## Work to complete
Rewrite the records that follow, replacing "balcony railing" with "stair railing" everywhere and leaving everything else as it is.
====== Given data ======
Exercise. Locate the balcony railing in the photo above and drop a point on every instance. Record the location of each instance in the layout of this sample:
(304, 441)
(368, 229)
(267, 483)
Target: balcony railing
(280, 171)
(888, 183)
======
## Full answer
Exercise. Locate the stair railing in the photo above and drop a point on every instance. Record the location of each instance in the layout of this sample:
(304, 441)
(368, 229)
(267, 483)
Target: stair railing
(280, 171)
(888, 183)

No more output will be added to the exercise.